:: Supplied information
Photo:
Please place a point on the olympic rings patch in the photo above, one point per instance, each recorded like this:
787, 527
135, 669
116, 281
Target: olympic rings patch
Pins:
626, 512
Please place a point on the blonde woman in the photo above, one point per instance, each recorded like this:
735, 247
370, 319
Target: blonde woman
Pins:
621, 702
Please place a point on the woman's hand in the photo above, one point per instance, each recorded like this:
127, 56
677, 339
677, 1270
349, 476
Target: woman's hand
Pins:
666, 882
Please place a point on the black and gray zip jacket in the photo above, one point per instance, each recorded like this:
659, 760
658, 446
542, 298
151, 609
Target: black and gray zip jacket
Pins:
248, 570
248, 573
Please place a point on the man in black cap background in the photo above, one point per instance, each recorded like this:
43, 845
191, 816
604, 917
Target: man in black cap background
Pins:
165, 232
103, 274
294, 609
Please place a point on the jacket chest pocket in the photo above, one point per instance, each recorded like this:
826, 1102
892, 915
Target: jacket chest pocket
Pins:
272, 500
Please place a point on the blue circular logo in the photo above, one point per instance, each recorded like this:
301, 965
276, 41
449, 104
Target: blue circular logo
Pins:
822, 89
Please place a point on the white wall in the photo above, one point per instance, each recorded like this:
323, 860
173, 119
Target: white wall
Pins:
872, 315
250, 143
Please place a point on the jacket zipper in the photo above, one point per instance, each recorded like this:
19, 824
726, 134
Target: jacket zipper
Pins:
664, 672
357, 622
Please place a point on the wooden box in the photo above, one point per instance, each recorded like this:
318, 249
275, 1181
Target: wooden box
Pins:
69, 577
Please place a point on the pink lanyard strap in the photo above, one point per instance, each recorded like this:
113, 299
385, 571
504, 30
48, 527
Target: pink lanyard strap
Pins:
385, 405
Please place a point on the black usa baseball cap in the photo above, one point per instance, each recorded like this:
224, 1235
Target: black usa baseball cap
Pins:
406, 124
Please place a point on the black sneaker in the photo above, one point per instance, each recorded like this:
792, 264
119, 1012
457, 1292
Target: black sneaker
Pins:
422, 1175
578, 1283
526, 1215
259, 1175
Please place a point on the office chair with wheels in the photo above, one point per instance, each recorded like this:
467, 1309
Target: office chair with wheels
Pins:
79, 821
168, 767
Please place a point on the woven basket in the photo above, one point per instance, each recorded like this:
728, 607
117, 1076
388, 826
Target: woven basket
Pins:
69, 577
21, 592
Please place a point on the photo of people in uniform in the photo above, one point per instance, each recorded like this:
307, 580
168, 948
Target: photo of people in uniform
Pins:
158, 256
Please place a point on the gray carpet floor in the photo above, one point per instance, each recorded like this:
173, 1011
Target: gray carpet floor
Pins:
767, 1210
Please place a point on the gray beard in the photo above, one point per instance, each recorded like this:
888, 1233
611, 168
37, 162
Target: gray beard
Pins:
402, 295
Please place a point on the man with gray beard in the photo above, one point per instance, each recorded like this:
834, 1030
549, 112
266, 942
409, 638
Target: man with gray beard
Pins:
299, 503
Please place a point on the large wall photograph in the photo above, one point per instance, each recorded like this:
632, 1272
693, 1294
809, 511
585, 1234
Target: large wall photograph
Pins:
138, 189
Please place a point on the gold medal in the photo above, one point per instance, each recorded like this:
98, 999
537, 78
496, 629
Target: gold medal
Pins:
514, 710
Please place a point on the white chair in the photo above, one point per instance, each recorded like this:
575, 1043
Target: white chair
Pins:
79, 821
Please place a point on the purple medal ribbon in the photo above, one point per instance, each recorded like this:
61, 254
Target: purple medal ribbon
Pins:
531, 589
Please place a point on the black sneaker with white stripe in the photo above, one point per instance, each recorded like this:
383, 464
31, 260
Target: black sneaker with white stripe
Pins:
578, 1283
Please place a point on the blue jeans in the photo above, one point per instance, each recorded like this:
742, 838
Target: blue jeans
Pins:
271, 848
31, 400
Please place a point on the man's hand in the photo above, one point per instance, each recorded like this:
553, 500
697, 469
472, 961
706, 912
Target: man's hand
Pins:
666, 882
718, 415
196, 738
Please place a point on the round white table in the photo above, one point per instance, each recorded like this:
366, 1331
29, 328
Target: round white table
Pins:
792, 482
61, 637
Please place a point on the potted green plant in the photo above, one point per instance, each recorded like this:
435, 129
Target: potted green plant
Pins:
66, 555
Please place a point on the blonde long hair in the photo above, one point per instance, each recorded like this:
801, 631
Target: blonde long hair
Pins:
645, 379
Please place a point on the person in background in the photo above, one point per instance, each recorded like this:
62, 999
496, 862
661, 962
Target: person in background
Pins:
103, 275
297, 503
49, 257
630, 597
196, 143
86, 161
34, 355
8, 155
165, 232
::::
What the task asks:
Please reproduce every one of the entries above word for word, keeping each line in its original order.

Answer in full:
Photo:
Please place a point on the olympic rings patch in the photo above, one point per instance, each recorded like this:
787, 527
135, 669
116, 281
Target: olympic rings patch
Pins:
626, 512
Please place a point on the blonde woman in the photo above, one point per instance, each recorded like this:
735, 247
370, 319
Target: blonde woman
Pins:
621, 702
Please place a point on the woman's hand in the photo above, one point per instance, each recorded like this:
127, 56
677, 339
677, 1270
349, 476
Target: woman's hand
Pins:
666, 882
Please place a point on the black and gray zip jacket in the photo above, one point per instance, each recorded like this:
659, 760
658, 446
542, 298
151, 609
Target: black and gray zip jacket
Pins:
248, 570
248, 573
Please place a point on the man in black cap background in the photo above, one point per instance, each recorded like this:
43, 845
191, 816
604, 917
Target: man in black cap background
Pins:
165, 232
103, 274
294, 609
Please place a point on the jacket chest pocket in the photo above, one point per instance, each recorded like this:
826, 1102
892, 915
Target: jacket chest pocket
Pins:
272, 500
Please place a point on the blue circular logo in the photo above, one point per instance, each recorded like this:
301, 965
276, 41
449, 104
Target: blue circular logo
Pins:
822, 89
Please place a point on the white wall in the photo above, one point per instance, each recorded like this:
323, 860
173, 119
Target: white wall
Pins:
872, 315
250, 143
Please place a point on the jacket zipper in the photo above, one point per instance, each recorded like this:
19, 824
726, 134
Target: jacket zipper
Pins:
664, 672
357, 622
Please place a point on the wooden box in the photo above, one point per instance, each recorded like this:
318, 249
275, 1181
Target: wooden box
Pins:
69, 577
Please place a point on the pink lanyard strap in the photo above, one point per instance, each recorded like this:
113, 299
385, 571
504, 30
48, 527
Target: pink lanyard strap
Pins:
385, 405
Please place a point on the black usa baseball cap in the photo above, one point per instance, each recorded like this:
224, 1235
Target: black usa baseball cap
Pins:
406, 124
Please place a point on the black sneaker in the photo above, one point per instance, each recorded like this:
792, 264
119, 1012
457, 1292
Target: black sneaker
Pins:
422, 1175
578, 1283
526, 1215
259, 1175
Please place a point on the office chair with wheels in the photo above, one point per instance, each recorded like this:
467, 1309
Target: office chair with wheels
Pins:
79, 821
168, 767
Please place a point on the woven basket in the photo above, one point per instance, each recorded like this:
728, 607
117, 1076
388, 826
Target: woven basket
Pins:
69, 577
21, 592
Please place a point on the photo of people in uniform in the photo above, one point per instance, each recorded like this:
307, 580
168, 948
Target: photo of people in uniform
Pins:
158, 256
Please place a point on the gray carpet floor in the photo above, one point per instance, each recorded like this:
173, 1011
Target: gray carpet floor
Pins:
767, 1210
Please place a point on the gray beard in the photo above, one point per instance, each recorded like this:
888, 1233
611, 168
37, 162
Target: gray beard
Pins:
402, 295
Please place a point on the man with gray beard in the photo above, one point per instance, each recorded like this:
834, 1030
549, 112
266, 942
409, 638
Target: man with gray beard
Pins:
299, 503
Please place a point on the large wall photograph in the photo above, one point per instance, each recorded like this:
632, 1272
693, 1294
809, 511
585, 1234
Target: large wall photograph
Pins:
138, 189
Please place a point on the gold medal in the photo above, one point per instance, each recorded like this:
98, 999
537, 78
496, 629
Target: gold medal
Pins:
514, 710
Please place a point on the white chair in the photo above, one point per instance, each recorded like this:
575, 1043
Target: white chair
Pins:
79, 821
Please place a point on the purple medal ribbon in the photo above, one point per instance, each recorded like this:
61, 254
Target: purple medal ribbon
Pins:
531, 589
Please place a point on the black sneaker with white stripe in the photo above, one point per instance, each recorded like this:
383, 464
31, 260
Target: black sneaker with white stripe
Pins:
578, 1283
Please place a point on the blue jeans in the photo above, one point per instance, each recorded like this:
742, 838
Target: blue jeans
Pins:
271, 848
31, 400
Please place a point on the man's hand in the photo above, one point per instance, each recorded like this:
553, 500
697, 469
472, 961
706, 912
Target: man's hand
Pins:
666, 882
718, 415
196, 738
Please place a point on the round white table in the photo above, one point per instance, each recorded like this:
366, 1331
29, 328
Target: round white table
Pins:
792, 482
61, 637
Please place a point on the potted green plant in the photo above, one point per instance, each recorded like this:
435, 129
Target: potted green plant
Pins:
66, 555
Please place a point on the blonde long hair in the photo above, one point per instance, each recorded like this:
801, 631
Target: blonde long hair
Pins:
645, 379
Please place a point on the person in background in the photo above, one point per instance, each recorded like this:
62, 999
496, 862
661, 962
Target: person in background
Pins:
103, 275
297, 503
49, 257
630, 597
196, 143
86, 161
34, 355
8, 155
165, 232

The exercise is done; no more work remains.